- [Work instructions]
Copy every one of the records below verbatim, line for line.

- [Data for this exercise]
_ _ _

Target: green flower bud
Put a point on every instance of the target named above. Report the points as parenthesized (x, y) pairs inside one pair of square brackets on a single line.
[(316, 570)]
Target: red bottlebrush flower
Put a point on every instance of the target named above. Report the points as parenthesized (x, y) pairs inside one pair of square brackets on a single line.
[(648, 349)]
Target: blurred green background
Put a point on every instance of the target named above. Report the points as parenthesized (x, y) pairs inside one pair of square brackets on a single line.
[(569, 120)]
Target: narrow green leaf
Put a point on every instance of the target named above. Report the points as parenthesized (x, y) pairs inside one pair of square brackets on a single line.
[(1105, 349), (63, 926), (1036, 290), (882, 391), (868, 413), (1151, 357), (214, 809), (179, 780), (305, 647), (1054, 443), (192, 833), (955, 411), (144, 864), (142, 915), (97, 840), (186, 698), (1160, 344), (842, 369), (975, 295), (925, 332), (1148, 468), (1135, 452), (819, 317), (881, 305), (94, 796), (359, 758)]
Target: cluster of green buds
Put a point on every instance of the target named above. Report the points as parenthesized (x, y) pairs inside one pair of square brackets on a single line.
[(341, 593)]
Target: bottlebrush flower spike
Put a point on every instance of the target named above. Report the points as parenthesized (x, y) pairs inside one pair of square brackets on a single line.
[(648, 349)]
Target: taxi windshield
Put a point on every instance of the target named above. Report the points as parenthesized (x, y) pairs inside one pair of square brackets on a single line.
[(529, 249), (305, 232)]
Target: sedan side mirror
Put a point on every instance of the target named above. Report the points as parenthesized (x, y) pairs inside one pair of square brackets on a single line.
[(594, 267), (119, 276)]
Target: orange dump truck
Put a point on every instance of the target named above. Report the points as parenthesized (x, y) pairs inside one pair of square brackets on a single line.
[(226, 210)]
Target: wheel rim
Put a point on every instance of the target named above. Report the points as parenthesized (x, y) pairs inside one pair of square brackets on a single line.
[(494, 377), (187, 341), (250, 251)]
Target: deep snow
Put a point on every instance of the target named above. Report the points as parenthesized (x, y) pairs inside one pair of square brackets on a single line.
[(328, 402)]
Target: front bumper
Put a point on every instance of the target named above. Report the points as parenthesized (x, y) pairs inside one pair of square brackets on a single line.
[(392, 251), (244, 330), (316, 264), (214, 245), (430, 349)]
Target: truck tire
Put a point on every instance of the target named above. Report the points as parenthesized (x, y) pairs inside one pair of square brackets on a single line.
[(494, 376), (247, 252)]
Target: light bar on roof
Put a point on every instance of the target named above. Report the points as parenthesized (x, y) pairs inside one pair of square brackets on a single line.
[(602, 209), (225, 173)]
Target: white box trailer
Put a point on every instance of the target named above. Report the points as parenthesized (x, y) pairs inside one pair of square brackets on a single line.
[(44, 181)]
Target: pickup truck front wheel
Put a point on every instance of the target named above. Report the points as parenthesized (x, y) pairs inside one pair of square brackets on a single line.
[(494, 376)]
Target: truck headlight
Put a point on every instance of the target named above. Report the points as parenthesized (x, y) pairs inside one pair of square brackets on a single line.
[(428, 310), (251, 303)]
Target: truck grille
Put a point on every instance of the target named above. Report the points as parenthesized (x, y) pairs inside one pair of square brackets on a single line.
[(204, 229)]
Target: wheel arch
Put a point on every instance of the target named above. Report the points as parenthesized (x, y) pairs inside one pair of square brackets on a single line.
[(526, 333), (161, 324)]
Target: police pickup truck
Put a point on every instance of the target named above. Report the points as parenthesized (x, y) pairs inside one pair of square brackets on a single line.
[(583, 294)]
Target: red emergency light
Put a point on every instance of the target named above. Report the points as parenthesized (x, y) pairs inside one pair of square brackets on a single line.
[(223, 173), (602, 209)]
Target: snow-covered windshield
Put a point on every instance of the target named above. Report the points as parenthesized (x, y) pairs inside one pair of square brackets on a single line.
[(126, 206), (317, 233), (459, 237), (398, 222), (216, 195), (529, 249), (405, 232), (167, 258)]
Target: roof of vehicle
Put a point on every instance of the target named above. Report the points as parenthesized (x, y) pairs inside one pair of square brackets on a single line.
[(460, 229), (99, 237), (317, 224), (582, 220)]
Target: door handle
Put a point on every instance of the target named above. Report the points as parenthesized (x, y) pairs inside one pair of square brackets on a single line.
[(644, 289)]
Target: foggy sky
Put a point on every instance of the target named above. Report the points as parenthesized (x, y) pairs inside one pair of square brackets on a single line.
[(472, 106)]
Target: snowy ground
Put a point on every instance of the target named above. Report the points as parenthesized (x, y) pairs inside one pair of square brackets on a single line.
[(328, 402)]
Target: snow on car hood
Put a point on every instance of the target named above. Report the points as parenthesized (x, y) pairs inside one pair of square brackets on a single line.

_ _ _

- [Completed task]
Target: green flower bud
Put a point on every instance of the target named above. Report the points as parenthesized (x, y) pairs inside one pair of square brackets on a single line.
[(316, 570)]
Target: red bottlebrush flower
Put a point on every instance of the target named above. Report the points as parenthesized (x, y) pairs inside one pair of square brackets on a single line.
[(648, 349)]
Target: blurred green background
Put a point on every instance of the target named above. Report the points as parenthesized (x, y) pairs inside one pair of square brackets on a single line.
[(569, 120)]
Target: narrow green leaf
Put a point on every instance of the target named above. Report the points as parenthesized (x, y) pairs inside one pair of square brackets on a single line.
[(1105, 349), (63, 926), (1036, 290), (882, 391), (868, 413), (1151, 357), (214, 809), (179, 780), (305, 647), (1054, 443), (192, 833), (955, 411), (144, 864), (142, 915), (97, 840), (186, 698), (1160, 344), (842, 369), (975, 295), (925, 332), (1148, 468), (1135, 452), (819, 317), (881, 305), (94, 796), (359, 758)]
Target: cluster of green buds
Put a point on every instance of the target named above. Report the points as parenthesized (x, y) pairs inside one pair of square brackets on a single line.
[(341, 593)]
Target: bottlebrush flower spike
Put a point on every instance of the target named above. Report the points as parenthesized (x, y) pairs inside one pair of square brackets on a single line.
[(648, 349)]
Target: taxi windshield
Put a point on every instance of the target named above. Report the points as parenthesized (x, y) pairs inside one pair of square brackets on a single line.
[(529, 249), (305, 232)]
Target: sedan side mirror
Put a point on every instance of the target named above. Report the points as parenthesized (x, y) pairs inside one pair of square brackets on a single line.
[(594, 267), (119, 276)]
Target: orange dump truck
Put a point on every instance of the target named above. Report the points as parenthesized (x, y) pairs inside one pair of square brackets on a single line.
[(226, 210)]
Target: wheel rim
Put a point on every instance of the target named above. Report the points as parenthesized (x, y) pairs inside one pair of square brackets on a single line.
[(494, 377), (187, 341), (250, 251)]
Target: deep snow
Put a point on every instance of the target named above. Report the points as parenthesized (x, y) pairs inside one pair of square brackets on a single line.
[(328, 402)]
Target: front bumper
Put a point on every instance of the target named above. Report the points as parenthesized (x, y) pairs inside one pair of square brackets on a single line.
[(392, 251), (244, 330), (316, 264), (214, 245), (430, 349)]
Target: truck tire
Put a point on every instance of the target named above. Report the points as parenthesized (x, y) pairs inside one pair of square brackets on a single line.
[(494, 376), (247, 252)]
Target: light bar on roof
Put a point on every instance of the target named above. Report the points as parenthesized (x, y) pairs inside one pair of square brackets on a single line.
[(602, 209), (225, 173)]
Target: white box trailer
Put a point on every instance of the target named above. Report the points as parenthesized (x, y) pairs inside one pair of square brackets on a single line.
[(44, 181)]
Target: pickup truck front wheel
Put a point on every instance of the target named above. Report the points as parenthesized (x, y) pairs inside one pair of square brackets on a single line.
[(494, 376)]
Target: truck headlight
Put a point on every instance of the target named above. Report the points as parenthesized (x, y) pairs inside one pair of square brackets on a single line.
[(428, 310), (251, 303)]
Target: truck grille
Put a point on every instance of the target named above. Report the points as parenthesized (x, y) pairs inside one pair of square brackets on a single line.
[(204, 229)]
Target: wheel arch
Put a point on every instance of the target named above. Report the points as parenthesized (x, y) pairs inside one pair of square brackets on a single line.
[(526, 333), (161, 324)]
Target: police pickup truck
Put a point on every instance of the target named above. Report the points as parenthesized (x, y) pairs inside one pair of square brackets on a single line.
[(583, 294)]
Target: red emergency light
Put a point on every instance of the target named above. Report the points as parenthesized (x, y) pairs inside one pair of square brackets on a single line.
[(223, 173), (602, 209)]
Target: snow-covered windshield
Put a point on every instance of the target named above. Report the points as parenthesized (x, y) pairs inside one pair of square brackets on a single line.
[(126, 206), (317, 233), (459, 237), (398, 222), (216, 195), (529, 249), (405, 232), (167, 258)]
Target: roof of vehicle
Put a point on every instance of the target named above. Report the points as parenthesized (x, y) pairs inside one pair of square brackets on a single line.
[(460, 229), (99, 237), (317, 224), (582, 220)]
Target: door handle
Put a point on every instance of the target named above. Report the points as parenthesized (x, y) pairs inside one pair of square brackets on a single line.
[(644, 289)]
Target: foggy sky
Put a point on every instance of the target named above. Report the points as parenthesized (x, y) pairs inside one pair of square brackets on a single line.
[(472, 106)]
Target: snowy ground
Put a point on every instance of the target named above. Report the points as parenthesized (x, y) pairs inside one pair of square brackets on a single line.
[(328, 402)]
Target: snow on car hood
Put a point on every instance of the target named above. Report the points as parenthesized (x, y) pairs inside one pair of square brackets on a single line.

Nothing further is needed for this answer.